Stored data entries:

______________________________

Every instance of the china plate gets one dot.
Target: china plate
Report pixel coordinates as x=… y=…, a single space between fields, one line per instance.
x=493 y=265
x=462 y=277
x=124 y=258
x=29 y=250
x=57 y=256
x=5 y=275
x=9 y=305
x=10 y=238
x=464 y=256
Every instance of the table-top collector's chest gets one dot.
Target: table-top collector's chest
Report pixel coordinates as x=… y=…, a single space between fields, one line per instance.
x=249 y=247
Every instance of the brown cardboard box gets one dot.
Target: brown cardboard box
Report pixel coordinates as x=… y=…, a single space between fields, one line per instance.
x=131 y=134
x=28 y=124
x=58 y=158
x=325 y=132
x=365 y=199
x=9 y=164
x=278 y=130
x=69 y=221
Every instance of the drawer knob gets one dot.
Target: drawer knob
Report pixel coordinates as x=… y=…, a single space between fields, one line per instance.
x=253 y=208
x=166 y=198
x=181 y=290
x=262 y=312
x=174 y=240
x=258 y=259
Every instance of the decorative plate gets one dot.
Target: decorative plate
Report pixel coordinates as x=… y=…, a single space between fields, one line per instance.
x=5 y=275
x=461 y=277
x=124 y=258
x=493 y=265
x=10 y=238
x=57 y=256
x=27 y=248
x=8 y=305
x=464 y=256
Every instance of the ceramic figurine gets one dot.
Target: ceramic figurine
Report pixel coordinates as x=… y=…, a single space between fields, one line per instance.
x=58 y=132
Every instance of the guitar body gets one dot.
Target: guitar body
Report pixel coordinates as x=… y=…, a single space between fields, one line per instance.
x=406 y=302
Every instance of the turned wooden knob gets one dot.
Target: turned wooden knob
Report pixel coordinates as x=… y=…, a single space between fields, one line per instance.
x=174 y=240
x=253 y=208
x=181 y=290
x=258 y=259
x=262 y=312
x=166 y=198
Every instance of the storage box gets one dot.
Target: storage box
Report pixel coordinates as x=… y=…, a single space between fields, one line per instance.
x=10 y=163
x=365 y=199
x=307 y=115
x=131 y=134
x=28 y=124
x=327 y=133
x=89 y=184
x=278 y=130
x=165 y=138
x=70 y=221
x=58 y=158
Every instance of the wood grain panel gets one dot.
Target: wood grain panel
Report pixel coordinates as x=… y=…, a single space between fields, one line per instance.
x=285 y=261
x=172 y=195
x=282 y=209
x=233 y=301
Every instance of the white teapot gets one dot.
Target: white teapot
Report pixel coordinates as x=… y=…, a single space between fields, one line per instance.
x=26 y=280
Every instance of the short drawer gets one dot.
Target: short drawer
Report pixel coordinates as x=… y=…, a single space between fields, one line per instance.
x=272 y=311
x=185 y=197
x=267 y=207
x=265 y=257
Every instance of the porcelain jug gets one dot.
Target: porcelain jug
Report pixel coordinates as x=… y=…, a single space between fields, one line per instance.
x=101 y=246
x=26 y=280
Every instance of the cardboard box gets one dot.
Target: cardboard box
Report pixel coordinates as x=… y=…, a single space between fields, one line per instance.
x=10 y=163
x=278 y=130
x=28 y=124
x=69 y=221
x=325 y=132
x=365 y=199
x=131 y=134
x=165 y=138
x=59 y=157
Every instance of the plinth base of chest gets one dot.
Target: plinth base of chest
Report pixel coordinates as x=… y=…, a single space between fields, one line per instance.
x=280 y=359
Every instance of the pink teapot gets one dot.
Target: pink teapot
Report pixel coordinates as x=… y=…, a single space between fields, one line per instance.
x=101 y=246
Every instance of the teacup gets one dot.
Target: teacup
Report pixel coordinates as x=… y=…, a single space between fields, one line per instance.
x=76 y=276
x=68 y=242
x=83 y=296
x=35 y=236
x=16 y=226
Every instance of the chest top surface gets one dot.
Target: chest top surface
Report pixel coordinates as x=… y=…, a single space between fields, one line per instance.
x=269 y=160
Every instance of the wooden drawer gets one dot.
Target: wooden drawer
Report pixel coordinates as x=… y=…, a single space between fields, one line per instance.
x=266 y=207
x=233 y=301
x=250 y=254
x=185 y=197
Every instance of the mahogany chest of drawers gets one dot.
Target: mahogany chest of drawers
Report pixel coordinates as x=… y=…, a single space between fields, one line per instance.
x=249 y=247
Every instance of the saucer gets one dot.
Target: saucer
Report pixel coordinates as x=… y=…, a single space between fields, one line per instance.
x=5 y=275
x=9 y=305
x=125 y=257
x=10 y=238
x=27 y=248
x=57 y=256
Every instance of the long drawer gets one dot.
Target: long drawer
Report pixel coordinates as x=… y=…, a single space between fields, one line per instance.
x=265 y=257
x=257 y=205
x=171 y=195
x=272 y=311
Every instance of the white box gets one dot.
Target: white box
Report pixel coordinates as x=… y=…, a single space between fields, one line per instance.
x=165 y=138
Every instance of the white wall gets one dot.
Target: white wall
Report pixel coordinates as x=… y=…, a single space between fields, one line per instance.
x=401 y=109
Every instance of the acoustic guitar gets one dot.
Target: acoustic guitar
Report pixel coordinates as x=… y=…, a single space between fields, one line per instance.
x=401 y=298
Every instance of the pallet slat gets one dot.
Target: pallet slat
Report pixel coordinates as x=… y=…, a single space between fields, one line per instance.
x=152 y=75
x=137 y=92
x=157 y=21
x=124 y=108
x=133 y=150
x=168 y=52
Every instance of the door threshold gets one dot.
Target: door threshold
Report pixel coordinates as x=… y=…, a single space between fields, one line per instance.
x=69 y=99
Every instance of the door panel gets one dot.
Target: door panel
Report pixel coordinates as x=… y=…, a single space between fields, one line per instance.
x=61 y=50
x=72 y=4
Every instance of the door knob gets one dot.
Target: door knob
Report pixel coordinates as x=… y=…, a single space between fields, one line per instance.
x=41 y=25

______________________________

Exercise details:
In the entries above, find each line with the string "table" and copy it.

Result for this exercise:
Every instance of the table-top collector's chest gets one dot.
Target: table-top collector's chest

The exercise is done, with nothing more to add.